OBJECTIVE: Give all the rows below as a two-column CSV with the headers text and answer. Use one line per row, put each field in quotes, and replace line breaks with spaces.

-- START --

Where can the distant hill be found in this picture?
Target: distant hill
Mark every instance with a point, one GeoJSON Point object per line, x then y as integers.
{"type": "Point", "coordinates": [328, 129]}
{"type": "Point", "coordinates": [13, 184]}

-- END --

SOLUTION FOR THIS PROBLEM:
text,answer
"Where can the distant hill be found in this picture? Target: distant hill Mark every instance with a point, one GeoJSON Point object per line, x then y as integers.","{""type"": ""Point"", ""coordinates"": [328, 129]} {""type"": ""Point"", ""coordinates"": [13, 184]}"